> _EXERCISE 1_
Answer these from the album review:
(a) At what event and in what month and year was the album recorded?
(b) Which Ornette Coleman tune do the pair move into after "First Song"?
(c) Which of the two players wrote "Down From Antigua"?
> _EXERCISE 2_
According to the album review, why can the guitar supply the rhythmic underpinning in "Body and Soul"? Answer in one to three sentences.

Charlie Haden/Jim Hall: Charlie Haden/Jim Hall

Cut at the Montreal International Jazz Festival in July 1990, this Haden-Hall bass/guitar duet album smacks of affinity, several ways over. The opening “Bemsha Swing” commences with a super-fluid Haden bass riff, nailing the song’s outside-of-time feel while creating a distinctly ebon and quiet sound space for Hall’s guitar to come ambling in and try any manner of different directions. There’s flamenco chording, a chipper, almost Don Ho-like aside, but with the tunefulness of Charlie Christian in the Minton’s recordings. Not a bad little opener.

Haden’s original “First Song” continues this notion of flow, and just when everything feels mellow yet protean, like this is real primal start-of-the-earth stuff, the pair navigates into the all-out jaunt of Ornette Coleman’s “Turnaround.” Hall works in a “Blue Monk” quote, as though nodding back to the record’s start, an entry point left far behind by now.

Haden’s bass takes goodly chunks of the following “Body and Soul” for itself, but these two players are so free that bass can function as guitar, and now it is guitar that provides the rhythmic underpinning normally associated with the bass. That is, until roles reverse again, and Hall uncorks quick little riffs that seem to chase their own tails.

The Hall original “Down From Antigua” marks another easygoing highlight, with its faux clippity-clompity intro suggesting a jazzed-up version of Gene Autry. Soon enough, enticingly askew guitar voicings take these dusty trails on into the Buck Rogers zone, where affinity is cast anew once again.

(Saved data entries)
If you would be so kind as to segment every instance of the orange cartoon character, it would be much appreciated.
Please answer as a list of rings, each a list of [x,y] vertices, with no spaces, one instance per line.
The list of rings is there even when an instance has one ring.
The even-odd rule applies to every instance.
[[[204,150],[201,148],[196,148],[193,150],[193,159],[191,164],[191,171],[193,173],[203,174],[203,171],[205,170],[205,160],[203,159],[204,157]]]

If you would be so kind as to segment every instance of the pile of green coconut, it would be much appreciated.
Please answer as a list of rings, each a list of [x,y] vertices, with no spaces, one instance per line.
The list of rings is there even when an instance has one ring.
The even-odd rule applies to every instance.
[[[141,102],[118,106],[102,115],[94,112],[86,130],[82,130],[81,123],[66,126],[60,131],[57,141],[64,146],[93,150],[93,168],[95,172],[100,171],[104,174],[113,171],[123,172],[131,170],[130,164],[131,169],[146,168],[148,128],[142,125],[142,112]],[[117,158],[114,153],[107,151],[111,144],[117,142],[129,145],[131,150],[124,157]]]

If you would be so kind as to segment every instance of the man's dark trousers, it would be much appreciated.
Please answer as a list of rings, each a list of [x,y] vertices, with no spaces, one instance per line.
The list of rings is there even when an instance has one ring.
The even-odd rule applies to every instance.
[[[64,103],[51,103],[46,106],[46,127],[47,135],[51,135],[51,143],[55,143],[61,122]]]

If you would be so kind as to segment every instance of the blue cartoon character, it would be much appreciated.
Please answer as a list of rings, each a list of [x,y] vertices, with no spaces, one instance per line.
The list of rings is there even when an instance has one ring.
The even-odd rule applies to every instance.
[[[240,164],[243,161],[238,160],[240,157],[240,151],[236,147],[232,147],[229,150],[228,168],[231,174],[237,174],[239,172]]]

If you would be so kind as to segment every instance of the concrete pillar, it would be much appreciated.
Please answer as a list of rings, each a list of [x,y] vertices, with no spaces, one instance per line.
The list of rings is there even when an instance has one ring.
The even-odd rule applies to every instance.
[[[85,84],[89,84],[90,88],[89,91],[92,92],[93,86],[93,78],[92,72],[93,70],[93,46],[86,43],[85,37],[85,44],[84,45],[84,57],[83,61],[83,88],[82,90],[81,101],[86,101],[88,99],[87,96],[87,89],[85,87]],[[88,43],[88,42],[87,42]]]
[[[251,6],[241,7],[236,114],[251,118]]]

==

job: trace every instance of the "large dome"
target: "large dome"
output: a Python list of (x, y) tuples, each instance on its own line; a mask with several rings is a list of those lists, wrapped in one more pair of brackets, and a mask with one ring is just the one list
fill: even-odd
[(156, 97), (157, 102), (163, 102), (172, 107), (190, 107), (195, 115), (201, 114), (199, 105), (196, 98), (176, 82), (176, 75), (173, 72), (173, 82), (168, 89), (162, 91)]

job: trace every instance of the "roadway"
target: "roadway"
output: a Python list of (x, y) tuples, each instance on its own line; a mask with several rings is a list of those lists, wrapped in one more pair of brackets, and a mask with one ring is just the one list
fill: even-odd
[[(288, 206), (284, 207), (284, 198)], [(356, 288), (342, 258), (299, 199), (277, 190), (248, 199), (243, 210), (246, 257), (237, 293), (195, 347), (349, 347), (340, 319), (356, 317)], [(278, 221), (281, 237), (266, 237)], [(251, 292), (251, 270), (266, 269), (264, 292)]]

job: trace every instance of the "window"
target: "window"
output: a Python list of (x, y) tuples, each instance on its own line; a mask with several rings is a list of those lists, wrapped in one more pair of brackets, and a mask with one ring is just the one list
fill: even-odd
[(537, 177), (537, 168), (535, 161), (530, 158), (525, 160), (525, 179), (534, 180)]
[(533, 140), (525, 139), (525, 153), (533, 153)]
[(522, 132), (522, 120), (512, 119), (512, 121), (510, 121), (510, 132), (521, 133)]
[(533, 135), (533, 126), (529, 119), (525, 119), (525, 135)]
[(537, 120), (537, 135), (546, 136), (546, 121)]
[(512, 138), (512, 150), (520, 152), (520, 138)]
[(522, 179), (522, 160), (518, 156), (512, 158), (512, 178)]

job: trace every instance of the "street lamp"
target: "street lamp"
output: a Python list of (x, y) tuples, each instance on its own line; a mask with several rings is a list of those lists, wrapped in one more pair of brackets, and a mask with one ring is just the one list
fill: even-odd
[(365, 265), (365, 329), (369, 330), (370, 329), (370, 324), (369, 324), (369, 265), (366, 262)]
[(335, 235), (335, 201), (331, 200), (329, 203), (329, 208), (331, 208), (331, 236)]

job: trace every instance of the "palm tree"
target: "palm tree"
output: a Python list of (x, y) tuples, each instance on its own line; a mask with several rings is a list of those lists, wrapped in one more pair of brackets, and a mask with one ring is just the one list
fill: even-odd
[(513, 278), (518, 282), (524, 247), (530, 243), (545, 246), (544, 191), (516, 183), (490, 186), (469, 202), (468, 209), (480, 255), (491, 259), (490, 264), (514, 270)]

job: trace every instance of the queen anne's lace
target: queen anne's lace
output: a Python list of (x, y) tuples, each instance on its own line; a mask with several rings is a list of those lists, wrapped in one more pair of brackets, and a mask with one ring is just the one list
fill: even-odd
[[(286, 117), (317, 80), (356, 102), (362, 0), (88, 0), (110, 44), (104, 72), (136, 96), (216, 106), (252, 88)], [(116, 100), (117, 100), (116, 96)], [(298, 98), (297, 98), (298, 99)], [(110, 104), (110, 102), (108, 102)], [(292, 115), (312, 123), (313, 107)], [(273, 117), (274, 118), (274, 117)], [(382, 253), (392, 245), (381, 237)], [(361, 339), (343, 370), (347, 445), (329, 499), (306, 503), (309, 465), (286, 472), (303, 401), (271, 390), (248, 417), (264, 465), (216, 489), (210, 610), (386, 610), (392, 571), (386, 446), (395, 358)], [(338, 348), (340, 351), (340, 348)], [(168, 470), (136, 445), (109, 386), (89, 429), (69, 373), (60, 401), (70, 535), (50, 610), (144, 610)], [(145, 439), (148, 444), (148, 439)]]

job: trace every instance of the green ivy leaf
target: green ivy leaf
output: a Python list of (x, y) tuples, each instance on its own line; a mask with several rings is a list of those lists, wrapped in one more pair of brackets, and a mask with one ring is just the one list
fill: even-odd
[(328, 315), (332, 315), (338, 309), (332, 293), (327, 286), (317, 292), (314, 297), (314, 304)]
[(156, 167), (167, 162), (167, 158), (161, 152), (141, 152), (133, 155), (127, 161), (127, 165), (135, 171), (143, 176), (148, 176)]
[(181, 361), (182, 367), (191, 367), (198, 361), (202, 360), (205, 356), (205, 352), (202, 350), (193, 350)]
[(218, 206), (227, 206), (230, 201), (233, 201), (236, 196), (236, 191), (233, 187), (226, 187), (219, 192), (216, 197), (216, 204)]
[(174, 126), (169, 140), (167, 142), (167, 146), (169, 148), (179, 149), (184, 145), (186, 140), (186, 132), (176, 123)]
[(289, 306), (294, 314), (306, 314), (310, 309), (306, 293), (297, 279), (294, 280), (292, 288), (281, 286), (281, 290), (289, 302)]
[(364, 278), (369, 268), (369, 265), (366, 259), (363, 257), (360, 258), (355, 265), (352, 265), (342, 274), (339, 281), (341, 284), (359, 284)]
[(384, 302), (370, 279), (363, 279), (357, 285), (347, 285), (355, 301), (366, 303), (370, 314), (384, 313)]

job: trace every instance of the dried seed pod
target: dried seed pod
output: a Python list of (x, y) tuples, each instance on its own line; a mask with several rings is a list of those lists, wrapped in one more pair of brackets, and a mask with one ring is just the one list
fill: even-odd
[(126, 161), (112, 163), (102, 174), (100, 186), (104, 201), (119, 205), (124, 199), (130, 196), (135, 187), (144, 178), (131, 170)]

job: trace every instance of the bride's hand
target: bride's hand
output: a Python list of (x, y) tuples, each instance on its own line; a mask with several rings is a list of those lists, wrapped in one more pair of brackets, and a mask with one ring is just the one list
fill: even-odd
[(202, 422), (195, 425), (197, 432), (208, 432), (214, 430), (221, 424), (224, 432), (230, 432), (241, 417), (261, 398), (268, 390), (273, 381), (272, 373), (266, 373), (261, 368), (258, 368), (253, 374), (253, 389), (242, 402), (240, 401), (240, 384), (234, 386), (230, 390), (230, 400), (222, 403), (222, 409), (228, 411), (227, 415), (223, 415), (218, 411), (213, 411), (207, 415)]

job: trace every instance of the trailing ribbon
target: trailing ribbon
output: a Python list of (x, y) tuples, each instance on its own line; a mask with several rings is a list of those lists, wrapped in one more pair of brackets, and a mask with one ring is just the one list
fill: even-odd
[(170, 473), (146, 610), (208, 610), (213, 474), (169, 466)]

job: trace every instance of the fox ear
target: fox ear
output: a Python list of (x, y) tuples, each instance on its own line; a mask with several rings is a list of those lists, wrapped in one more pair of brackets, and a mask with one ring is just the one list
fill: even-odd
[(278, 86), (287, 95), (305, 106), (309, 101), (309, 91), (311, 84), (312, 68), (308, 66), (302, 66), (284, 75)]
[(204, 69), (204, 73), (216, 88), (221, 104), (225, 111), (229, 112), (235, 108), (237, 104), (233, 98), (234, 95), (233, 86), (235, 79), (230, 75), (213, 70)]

> _TASK RESULT 1_
(a) The Montreal International Jazz Festival, in July 1990.
(b) "Turnaround."
(c) Jim Hall.

> _TASK RESULT 2_
The two players are so free that bass can function as guitar. So while Haden's bass takes large parts of the tune for itself, the guitar provides the rhythmic support normally associated with the bass, until the roles reverse again.